Your assignment >> What you produce should match the records exactly, line for line.

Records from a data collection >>
== Segment start ==

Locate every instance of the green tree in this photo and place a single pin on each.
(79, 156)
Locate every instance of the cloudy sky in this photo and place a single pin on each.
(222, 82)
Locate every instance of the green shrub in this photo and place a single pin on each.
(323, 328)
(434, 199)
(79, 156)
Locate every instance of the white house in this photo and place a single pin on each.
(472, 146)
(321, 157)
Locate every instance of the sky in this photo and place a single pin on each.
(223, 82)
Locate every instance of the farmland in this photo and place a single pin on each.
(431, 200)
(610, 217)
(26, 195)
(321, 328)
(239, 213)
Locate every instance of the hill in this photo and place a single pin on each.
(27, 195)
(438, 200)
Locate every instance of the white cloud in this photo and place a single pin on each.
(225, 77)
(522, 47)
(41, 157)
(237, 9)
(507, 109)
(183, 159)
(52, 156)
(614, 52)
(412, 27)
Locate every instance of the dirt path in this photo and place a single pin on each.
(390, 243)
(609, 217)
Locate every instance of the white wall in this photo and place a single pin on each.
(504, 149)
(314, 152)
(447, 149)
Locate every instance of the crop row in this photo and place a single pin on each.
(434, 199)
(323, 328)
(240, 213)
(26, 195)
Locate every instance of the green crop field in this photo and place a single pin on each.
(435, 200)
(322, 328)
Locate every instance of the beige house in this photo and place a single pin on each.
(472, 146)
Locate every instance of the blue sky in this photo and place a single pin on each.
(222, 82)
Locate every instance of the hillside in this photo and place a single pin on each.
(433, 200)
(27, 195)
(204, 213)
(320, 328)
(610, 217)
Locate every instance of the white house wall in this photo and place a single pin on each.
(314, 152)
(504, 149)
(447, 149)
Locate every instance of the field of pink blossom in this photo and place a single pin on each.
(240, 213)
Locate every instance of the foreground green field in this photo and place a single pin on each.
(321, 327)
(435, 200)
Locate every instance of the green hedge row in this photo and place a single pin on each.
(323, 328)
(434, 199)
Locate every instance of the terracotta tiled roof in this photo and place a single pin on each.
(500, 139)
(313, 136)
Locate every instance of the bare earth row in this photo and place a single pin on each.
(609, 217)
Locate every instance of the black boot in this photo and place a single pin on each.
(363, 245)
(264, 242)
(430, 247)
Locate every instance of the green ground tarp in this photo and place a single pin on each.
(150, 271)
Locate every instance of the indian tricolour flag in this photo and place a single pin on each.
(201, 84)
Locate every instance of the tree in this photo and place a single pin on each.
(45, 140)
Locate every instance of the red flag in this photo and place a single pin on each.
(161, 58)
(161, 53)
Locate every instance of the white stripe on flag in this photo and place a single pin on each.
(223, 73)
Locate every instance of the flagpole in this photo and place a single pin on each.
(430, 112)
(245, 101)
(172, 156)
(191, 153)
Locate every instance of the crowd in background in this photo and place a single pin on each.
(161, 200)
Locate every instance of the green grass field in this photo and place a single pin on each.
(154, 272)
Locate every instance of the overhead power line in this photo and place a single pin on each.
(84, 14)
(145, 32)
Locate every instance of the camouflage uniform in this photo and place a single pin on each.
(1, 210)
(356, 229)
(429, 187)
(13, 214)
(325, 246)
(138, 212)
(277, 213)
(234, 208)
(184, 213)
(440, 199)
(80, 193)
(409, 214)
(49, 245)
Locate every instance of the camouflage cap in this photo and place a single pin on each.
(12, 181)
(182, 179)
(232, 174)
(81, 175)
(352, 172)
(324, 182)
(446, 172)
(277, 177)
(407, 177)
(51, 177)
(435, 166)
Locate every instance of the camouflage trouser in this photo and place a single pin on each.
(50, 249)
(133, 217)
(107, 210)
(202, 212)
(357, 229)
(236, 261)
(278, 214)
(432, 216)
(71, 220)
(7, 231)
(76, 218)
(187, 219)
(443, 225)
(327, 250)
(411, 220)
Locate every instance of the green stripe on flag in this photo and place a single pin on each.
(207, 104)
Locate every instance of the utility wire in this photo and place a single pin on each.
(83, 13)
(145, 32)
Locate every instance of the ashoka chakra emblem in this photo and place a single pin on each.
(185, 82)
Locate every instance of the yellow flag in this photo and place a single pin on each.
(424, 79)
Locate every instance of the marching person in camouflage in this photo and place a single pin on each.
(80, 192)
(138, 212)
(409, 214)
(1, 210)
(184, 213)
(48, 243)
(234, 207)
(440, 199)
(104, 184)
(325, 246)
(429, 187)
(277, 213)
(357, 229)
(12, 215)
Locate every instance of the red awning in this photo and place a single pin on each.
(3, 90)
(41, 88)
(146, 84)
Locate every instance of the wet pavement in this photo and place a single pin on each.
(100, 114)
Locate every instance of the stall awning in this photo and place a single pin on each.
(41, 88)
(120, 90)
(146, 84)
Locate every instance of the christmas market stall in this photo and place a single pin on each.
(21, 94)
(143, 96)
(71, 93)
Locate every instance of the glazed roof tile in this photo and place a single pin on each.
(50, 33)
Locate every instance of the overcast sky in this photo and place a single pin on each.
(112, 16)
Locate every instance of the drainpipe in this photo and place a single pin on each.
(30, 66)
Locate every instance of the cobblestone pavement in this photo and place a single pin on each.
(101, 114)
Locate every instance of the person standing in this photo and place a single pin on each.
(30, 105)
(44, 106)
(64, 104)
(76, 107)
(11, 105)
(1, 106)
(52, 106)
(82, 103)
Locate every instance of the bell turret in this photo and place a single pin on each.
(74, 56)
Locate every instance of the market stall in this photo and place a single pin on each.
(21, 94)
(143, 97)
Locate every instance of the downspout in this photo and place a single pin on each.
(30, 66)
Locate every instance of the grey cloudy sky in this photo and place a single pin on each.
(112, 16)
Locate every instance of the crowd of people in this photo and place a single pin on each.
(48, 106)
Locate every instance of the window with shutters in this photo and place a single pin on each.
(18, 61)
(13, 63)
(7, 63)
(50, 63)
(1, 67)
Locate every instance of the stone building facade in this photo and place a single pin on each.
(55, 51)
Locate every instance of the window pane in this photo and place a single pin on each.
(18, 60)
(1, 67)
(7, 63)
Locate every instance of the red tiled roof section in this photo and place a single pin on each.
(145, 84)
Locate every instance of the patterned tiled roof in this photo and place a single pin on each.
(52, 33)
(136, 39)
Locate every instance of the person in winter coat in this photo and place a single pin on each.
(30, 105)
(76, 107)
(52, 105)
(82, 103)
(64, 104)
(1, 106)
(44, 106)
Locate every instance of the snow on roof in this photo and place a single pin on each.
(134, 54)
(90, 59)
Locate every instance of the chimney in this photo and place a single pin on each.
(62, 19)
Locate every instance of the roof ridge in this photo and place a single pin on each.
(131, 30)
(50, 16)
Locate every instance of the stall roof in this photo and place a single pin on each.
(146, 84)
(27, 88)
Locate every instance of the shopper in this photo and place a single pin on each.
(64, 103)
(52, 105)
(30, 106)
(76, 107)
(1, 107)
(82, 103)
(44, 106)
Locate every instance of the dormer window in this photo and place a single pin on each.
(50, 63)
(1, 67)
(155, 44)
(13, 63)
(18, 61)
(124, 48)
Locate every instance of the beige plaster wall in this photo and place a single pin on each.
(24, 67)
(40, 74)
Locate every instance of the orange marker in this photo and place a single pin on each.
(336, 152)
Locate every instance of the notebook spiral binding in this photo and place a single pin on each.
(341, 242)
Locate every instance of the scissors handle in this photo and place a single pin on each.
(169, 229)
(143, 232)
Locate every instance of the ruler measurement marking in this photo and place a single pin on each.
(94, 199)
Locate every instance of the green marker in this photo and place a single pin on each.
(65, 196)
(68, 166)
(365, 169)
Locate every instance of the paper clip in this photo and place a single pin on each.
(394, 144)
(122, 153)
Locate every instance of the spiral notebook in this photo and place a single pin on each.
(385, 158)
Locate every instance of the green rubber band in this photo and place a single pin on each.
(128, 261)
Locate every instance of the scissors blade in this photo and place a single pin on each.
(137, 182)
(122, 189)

== Segment end ==

Task answer >>
Locate every instance of the green tree in this photo and place a single pin on each.
(79, 156)
Locate every instance of the cloudy sky in this photo and place a single pin on each.
(222, 82)
Locate every instance of the green shrub in this photo and place a single pin on each.
(323, 328)
(434, 199)
(79, 156)
Locate every instance of the white house in this photo and place a single pin on each.
(472, 146)
(321, 157)
Locate every instance of the sky in this photo and place a single pin on each.
(223, 82)
Locate every instance of the farmland in this photo and place a single pin on each.
(431, 200)
(610, 217)
(26, 195)
(321, 328)
(239, 213)
Locate every instance of the hill in this photo and place a single pin on each.
(27, 195)
(438, 200)
Locate every instance of the white cloud in this photo and place a single pin on each.
(225, 77)
(522, 47)
(41, 157)
(237, 9)
(507, 109)
(183, 159)
(52, 156)
(614, 52)
(412, 27)
Locate every instance of the dirt path in this photo and place a single pin on each.
(390, 243)
(609, 217)
Locate every instance of the white wall in this photo and place a single pin on each.
(504, 149)
(314, 152)
(447, 149)
Locate every instance of the crop row in this photo and place a single pin on each.
(434, 199)
(323, 328)
(240, 213)
(26, 195)
Locate every instance of the green crop field in this photo and place a single pin on each.
(435, 200)
(322, 328)
Locate every instance of the beige house in this photo and place a single pin on each.
(472, 146)
Locate every instance of the blue sky in this photo and place a single pin on each.
(222, 82)
Locate every instance of the hillside in this photo and place a single pin on each.
(433, 200)
(27, 195)
(204, 213)
(320, 328)
(610, 217)
Locate every instance of the white house wall in this photo and place a single pin on each.
(314, 152)
(504, 149)
(447, 149)
Locate every instance of the field of pink blossom in this photo and place a single pin on each.
(240, 213)
Locate every instance of the foreground green field in this photo and place a single pin on each.
(321, 327)
(435, 200)
Locate every instance of the green hedge row in this photo and place a single pin on each.
(323, 328)
(434, 199)
Locate every instance of the terracotta tiled roof in this photo and place a single pin on each.
(500, 139)
(313, 136)
Locate every instance of the bare earth row in this photo and place a single pin on each.
(609, 217)
Locate every instance of the black boot in this photo and place a single pin on each.
(363, 245)
(264, 242)
(430, 247)
Locate every instance of the green ground tarp in this photo and place a single pin on each.
(150, 271)
Locate every instance of the indian tricolour flag in this photo and place a single pin on each.
(201, 84)
Locate every instance of the tree in this photo and place a single pin on each.
(45, 140)
Locate every instance of the red flag in this photo and place a single pin on each.
(161, 58)
(161, 53)
Locate every instance of the white stripe on flag in this photo and place a single pin on each.
(223, 73)
Locate every instance of the flagpole in this photo and place a single pin on each.
(430, 112)
(245, 101)
(172, 156)
(191, 153)
Locate every instance of the crowd in background in this photo and place a single pin on each.
(161, 200)
Locate every instance of the green grass field in this photo and place a single pin on each.
(154, 272)
Locate every instance of the overhead power line in this photo and place a single pin on each.
(84, 14)
(145, 32)
Locate every instance of the camouflage uniform in this photo and place a single pin on each.
(1, 210)
(356, 229)
(429, 187)
(13, 214)
(325, 246)
(138, 212)
(277, 213)
(234, 208)
(184, 213)
(440, 199)
(80, 193)
(409, 214)
(49, 245)
Locate every instance of the camouflage cap in this photo and place a single pin on each.
(12, 181)
(182, 179)
(232, 174)
(81, 175)
(352, 172)
(324, 182)
(446, 172)
(277, 177)
(407, 177)
(51, 177)
(435, 166)
Locate every instance of the camouflage trouser in this photo and place a single pin on each.
(50, 249)
(133, 217)
(107, 210)
(202, 212)
(357, 229)
(236, 261)
(278, 214)
(432, 216)
(71, 220)
(7, 231)
(76, 218)
(187, 219)
(443, 225)
(327, 250)
(411, 220)
Locate every instance of the green stripe on flag in this photo and place a single pin on each.
(207, 104)
Locate every instance of the utility wire in this photo and place a single pin on each.
(83, 13)
(145, 32)
Locate every instance of the ashoka chakra emblem in this photo and place a single pin on each.
(185, 82)
Locate every instance of the yellow flag in this photo and place a single pin on each.
(424, 79)
Locate every instance of the marching person in camouflage in this photo and place a single pin on each.
(80, 192)
(138, 212)
(409, 214)
(1, 210)
(184, 213)
(48, 243)
(234, 207)
(440, 199)
(104, 184)
(325, 246)
(429, 187)
(277, 213)
(357, 229)
(12, 215)
Locate every instance of the red awning in this photo and place a single pin on each.
(3, 90)
(41, 88)
(146, 84)
Locate every instance of the wet pavement in this photo and place a single pin on each.
(100, 114)
Locate every instance of the stall awning in this photo and place a single pin on each.
(41, 88)
(120, 90)
(146, 84)
Locate every instance of the christmas market stall in this photo and place a single pin on each.
(21, 94)
(143, 96)
(71, 93)
Locate every instance of the glazed roof tile in this photo and place a single pin on each.
(50, 33)
Locate every instance of the overcast sky in this photo and place a single pin on each.
(112, 16)
Locate every instance of the drainpipe in this photo and place a single pin on each.
(30, 66)
Locate every instance of the cobblestone pavement in this photo and place a single pin on each.
(101, 114)
Locate every instance of the person standing in this photo and place a single pin on each.
(30, 105)
(44, 106)
(64, 104)
(76, 107)
(11, 105)
(1, 106)
(52, 106)
(82, 103)
Locate every instance of the bell turret in this photo and place a single pin on each.
(74, 56)
Locate every instance of the market stall in this photo and place a single pin on each.
(21, 94)
(143, 97)
Locate every instance of the downspout in this photo and place a single pin on each.
(30, 66)
Locate every instance of the grey cloudy sky in this photo and place a single pin on each.
(112, 16)
Locate every instance of the crowd of people in this photo and place a single pin on each.
(48, 106)
Locate every instance of the window with shutters in this photo and place a single pin on each.
(18, 61)
(13, 63)
(7, 63)
(50, 63)
(1, 67)
Locate every instance of the stone building facade in this photo and place a single pin on each.
(55, 51)
Locate every instance of the window pane in this photo and place a single pin on each.
(18, 60)
(1, 67)
(7, 63)
Locate every instance of the red tiled roof section in this photo and place a single pin on each.
(145, 84)
Locate every instance of the patterned tiled roof in this photo and place a single pin on each.
(52, 33)
(136, 39)
Locate every instance of the person in winter coat in this photo and place a single pin on each.
(30, 105)
(76, 107)
(52, 105)
(82, 103)
(64, 104)
(1, 106)
(44, 106)
Locate every instance of the snow on roof in this photo and place a single pin on each.
(134, 54)
(90, 59)
Locate every instance of the chimney in this photo and place a single pin on each.
(62, 19)
Locate every instance of the roof ridge in this photo and place a single pin on each.
(131, 30)
(50, 16)
Locate every instance of the stall roof in this photo and place a single pin on each.
(146, 84)
(27, 88)
Locate every instance of the shopper in this photo and place a single pin on each.
(64, 103)
(52, 105)
(30, 106)
(76, 107)
(1, 107)
(82, 103)
(44, 106)
Locate every instance of the dormer window in this photo and place a single pin on each.
(50, 63)
(1, 67)
(155, 44)
(13, 63)
(18, 61)
(124, 48)
Locate every instance of the beige plaster wall in this photo and place a single pin on each.
(24, 67)
(40, 74)
Locate every instance of the orange marker in this photo and place a single pin on each.
(336, 152)
Locate every instance of the notebook spiral binding in this photo and place a single pin on each.
(341, 242)
Locate every instance of the scissors handle in this photo and place a single pin on each.
(169, 229)
(143, 232)
Locate every instance of the ruler measurement marking in this photo and place a single pin on each.
(94, 199)
Locate every instance of the green marker in this photo and place a single pin on each.
(65, 196)
(68, 166)
(365, 169)
Locate every instance of the paper clip in this photo and place a single pin on each.
(394, 144)
(122, 153)
Locate every instance of the spiral notebook in this photo and place a single pin on each.
(385, 158)
Locate every instance of the green rubber band in this photo and place a single pin on each.
(128, 261)
Locate every instance of the scissors blade in this photo and place a single pin on each.
(137, 182)
(122, 189)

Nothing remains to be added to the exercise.